◆ Problem to solve ◆
Reproduce the lines below, replacing each occurrence of "metal barn" with "grain silo" and keeping everything else identical.

◆ Supplied material ◆
########################################

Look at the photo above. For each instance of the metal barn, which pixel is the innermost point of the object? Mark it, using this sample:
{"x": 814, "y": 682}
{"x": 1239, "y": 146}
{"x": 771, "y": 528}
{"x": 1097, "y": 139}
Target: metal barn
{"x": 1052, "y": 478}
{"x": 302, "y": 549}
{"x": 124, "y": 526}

########################################

◆ Full answer ◆
Look at the photo above. For each instance of the grain silo, which pixel is the innermost point of the object? Mark it, using this sample:
{"x": 814, "y": 682}
{"x": 1239, "y": 146}
{"x": 771, "y": 528}
{"x": 1097, "y": 139}
Target: grain silo
{"x": 1052, "y": 478}
{"x": 302, "y": 549}
{"x": 124, "y": 526}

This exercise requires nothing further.